* _Enunciado_
Conte quantas das linhas abaixo contêm a palavra "collar". Dê somente o número.

Entradas de indicação de objetos rotulados
^^^^^^^^^^^^^^^^

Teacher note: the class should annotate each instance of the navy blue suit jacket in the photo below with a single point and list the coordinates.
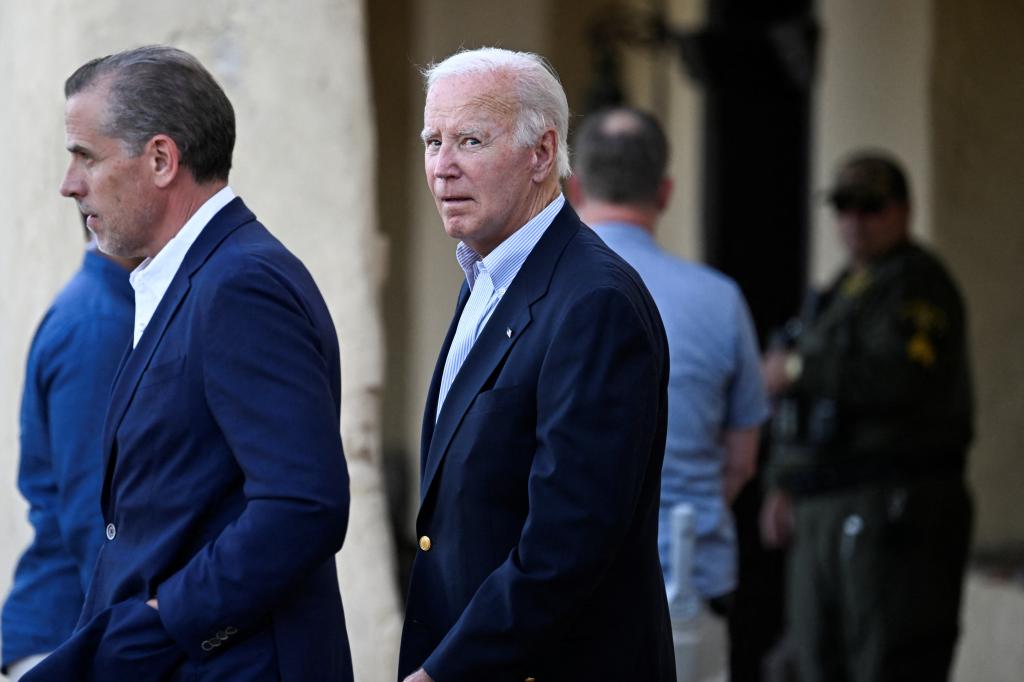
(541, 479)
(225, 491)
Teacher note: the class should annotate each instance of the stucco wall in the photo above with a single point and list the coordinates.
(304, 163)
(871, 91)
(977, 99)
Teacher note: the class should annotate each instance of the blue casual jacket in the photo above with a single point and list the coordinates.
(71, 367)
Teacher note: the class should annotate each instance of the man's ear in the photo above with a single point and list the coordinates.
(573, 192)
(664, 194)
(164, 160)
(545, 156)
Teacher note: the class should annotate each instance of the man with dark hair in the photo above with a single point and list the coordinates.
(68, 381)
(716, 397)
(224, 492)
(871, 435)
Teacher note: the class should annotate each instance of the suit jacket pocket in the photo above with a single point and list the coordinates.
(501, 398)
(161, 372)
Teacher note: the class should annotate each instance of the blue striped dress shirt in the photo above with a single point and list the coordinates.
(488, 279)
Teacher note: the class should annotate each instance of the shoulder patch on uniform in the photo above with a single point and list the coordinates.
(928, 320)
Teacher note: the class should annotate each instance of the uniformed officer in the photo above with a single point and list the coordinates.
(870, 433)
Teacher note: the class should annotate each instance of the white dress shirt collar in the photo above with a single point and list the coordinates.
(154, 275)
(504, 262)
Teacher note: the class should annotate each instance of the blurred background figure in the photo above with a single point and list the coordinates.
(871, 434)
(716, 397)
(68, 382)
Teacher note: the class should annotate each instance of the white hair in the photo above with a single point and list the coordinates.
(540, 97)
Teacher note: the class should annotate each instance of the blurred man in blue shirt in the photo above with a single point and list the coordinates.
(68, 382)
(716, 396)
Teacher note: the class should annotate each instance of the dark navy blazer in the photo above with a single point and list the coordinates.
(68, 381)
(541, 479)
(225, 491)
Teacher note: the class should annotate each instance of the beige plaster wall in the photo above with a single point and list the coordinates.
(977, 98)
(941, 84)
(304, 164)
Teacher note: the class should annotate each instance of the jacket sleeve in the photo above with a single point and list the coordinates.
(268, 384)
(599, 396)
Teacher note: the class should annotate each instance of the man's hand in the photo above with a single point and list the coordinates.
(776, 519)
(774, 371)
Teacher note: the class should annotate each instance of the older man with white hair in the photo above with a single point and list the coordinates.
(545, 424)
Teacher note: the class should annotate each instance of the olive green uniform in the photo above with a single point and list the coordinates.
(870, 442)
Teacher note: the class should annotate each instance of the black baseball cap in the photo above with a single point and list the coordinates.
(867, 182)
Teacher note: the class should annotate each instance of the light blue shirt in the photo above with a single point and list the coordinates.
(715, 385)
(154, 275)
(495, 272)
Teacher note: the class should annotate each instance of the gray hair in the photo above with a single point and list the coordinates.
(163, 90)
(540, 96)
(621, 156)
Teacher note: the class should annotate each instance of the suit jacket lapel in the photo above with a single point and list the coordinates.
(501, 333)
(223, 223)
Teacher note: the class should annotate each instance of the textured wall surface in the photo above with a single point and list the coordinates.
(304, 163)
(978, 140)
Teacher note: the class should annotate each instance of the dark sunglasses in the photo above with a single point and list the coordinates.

^^^^^^^^^^^^^^^^

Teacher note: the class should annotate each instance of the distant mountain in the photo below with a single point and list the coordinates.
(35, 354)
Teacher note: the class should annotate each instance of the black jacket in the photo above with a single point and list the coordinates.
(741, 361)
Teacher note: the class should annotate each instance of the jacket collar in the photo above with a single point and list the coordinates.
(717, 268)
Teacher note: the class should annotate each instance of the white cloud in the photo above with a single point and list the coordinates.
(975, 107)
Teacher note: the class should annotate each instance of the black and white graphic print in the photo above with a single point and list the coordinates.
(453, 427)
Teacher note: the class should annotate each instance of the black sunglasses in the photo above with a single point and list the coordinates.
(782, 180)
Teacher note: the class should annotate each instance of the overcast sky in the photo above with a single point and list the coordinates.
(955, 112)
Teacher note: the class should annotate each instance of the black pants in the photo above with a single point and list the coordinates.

^^^^^^^^^^^^^^^^

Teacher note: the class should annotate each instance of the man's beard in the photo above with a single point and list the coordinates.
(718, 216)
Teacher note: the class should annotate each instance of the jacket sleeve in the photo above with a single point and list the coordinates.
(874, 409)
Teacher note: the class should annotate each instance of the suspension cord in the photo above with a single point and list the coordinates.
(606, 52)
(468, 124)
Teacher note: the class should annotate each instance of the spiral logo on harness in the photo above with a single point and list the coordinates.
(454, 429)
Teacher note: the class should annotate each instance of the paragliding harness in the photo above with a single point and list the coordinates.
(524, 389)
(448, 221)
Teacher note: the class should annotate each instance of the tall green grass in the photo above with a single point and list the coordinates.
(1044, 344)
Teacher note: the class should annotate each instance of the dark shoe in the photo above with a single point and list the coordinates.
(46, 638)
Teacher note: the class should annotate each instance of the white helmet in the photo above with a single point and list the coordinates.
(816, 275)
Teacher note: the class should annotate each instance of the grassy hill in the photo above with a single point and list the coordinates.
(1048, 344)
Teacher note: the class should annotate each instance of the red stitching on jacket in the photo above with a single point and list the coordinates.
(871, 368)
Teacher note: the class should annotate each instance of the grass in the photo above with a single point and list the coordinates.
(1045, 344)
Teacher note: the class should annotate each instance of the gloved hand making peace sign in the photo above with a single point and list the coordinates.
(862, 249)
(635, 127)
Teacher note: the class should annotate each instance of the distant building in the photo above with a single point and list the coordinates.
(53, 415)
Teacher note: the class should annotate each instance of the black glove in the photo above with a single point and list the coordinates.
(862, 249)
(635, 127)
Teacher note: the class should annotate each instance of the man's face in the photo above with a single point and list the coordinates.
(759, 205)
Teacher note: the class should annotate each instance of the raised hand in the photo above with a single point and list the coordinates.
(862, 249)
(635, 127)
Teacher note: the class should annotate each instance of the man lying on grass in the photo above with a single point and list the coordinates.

^^^^^^^^^^^^^^^^

* _Resposta completa_
2